→ **DOCUMENT PASSAGE**:
# Star Trek Dio's



## harristotle (Aug 7, 2008)

These are 2 small dioramas I've been wanting to do for a while, and finally got around to it last night. I used the single car cases from the 100% HW's line, and printed out some pictures of space for the backgrounds. The ships are the smaller ships from furuta. The first one is my favorite Star Trek ship, Excelsior and the second one is the Constitution Class Enterprise. I'm thinking about adding some lights behind the photos to light up the stars... 



































Thanks for looking :wave:


----------



## Rattrap (Feb 23, 1999)

That's very simple _and_ very effective. Great Idea!


----------



## F1Racer (Oct 11, 2010)

Really cool. This is just what I want to do with one of my Space Shuttle builds. Really finishes it off nicely.

→ **SHORT EXERCISE**: Print the entire forum thread about the Star Trek dioramas verbatim, from its title to the final reply.

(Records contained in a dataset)
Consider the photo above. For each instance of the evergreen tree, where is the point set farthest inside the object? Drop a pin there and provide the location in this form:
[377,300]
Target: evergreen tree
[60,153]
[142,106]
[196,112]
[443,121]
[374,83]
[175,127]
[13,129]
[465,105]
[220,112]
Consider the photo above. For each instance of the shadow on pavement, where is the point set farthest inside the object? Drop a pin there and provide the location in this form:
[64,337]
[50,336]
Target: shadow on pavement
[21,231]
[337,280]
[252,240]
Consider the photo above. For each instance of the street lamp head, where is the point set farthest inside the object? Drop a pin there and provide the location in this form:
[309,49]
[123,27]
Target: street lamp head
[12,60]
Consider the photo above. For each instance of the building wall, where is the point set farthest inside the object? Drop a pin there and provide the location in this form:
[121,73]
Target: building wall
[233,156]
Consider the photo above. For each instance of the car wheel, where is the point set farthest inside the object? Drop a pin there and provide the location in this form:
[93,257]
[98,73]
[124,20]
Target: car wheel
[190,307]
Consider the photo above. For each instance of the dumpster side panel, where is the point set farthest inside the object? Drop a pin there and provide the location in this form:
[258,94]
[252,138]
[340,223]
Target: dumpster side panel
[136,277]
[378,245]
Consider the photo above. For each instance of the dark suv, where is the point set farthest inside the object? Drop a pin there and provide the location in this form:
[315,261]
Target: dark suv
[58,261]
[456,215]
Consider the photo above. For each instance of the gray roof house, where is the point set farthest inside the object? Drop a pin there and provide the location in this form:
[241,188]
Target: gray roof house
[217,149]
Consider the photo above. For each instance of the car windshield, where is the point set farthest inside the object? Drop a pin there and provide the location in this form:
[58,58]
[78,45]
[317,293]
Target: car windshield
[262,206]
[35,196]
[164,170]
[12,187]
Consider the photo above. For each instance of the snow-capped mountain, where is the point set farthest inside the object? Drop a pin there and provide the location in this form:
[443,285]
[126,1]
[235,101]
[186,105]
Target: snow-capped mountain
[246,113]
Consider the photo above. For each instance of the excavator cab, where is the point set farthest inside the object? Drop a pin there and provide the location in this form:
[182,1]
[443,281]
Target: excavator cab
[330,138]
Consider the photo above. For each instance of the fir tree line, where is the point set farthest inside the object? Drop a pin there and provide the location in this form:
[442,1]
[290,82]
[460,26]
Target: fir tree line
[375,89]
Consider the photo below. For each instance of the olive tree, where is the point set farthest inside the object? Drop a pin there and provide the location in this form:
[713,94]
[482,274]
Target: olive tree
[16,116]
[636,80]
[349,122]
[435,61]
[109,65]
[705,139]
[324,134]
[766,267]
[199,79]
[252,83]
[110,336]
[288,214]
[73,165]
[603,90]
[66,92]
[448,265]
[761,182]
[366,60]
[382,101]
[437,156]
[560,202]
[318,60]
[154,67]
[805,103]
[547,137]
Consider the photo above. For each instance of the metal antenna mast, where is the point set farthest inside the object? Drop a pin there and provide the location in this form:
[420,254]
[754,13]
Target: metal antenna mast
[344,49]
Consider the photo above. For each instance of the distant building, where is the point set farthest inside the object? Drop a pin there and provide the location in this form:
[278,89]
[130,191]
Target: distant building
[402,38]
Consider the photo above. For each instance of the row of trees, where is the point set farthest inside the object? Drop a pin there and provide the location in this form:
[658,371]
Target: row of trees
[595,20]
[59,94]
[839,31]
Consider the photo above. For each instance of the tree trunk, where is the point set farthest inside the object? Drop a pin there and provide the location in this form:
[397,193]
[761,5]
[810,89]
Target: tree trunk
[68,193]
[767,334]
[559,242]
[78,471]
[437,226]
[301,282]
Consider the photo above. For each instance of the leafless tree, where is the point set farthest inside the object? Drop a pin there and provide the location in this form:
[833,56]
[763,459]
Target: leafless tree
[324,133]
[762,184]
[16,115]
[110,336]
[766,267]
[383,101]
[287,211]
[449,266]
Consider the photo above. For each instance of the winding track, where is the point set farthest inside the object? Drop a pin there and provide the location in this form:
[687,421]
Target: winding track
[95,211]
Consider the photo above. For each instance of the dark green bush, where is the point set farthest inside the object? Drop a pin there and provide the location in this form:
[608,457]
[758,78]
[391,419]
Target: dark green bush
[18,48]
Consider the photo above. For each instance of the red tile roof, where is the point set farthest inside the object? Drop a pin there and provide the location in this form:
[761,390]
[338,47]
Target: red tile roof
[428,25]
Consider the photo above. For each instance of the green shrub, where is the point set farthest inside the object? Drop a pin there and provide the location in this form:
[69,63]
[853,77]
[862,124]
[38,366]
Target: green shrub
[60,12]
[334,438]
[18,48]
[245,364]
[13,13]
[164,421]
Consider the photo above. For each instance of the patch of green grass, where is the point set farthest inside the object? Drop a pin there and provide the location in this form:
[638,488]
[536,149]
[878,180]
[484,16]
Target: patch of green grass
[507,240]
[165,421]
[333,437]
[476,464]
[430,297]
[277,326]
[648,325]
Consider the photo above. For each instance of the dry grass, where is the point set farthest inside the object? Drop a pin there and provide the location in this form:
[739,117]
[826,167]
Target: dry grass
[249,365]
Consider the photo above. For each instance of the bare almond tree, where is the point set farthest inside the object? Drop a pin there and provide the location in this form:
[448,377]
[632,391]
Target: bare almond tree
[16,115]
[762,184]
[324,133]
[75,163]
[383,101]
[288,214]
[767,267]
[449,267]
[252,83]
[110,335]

→ **RESPONSE TO THIS EXERCISE**:
# Star Trek Dio's



## harristotle (Aug 7, 2008)

These are 2 small dioramas I've been wanting to do for a while, and finally got around to it last night. I used the single car cases from the 100% HW's line, and printed out some pictures of space for the backgrounds. The ships are the smaller ships from furuta. The first one is my favorite Star Trek ship, Excelsior and the second one is the Constitution Class Enterprise. I'm thinking about adding some lights behind the photos to light up the stars... 



































Thanks for looking :wave:


----------



## Rattrap (Feb 23, 1999)

That's very simple _and_ very effective. Great Idea!


----------



## F1Racer (Oct 11, 2010)

Really cool. This is just what I want to do with one of my Space Shuttle builds. Really finishes it off nicely.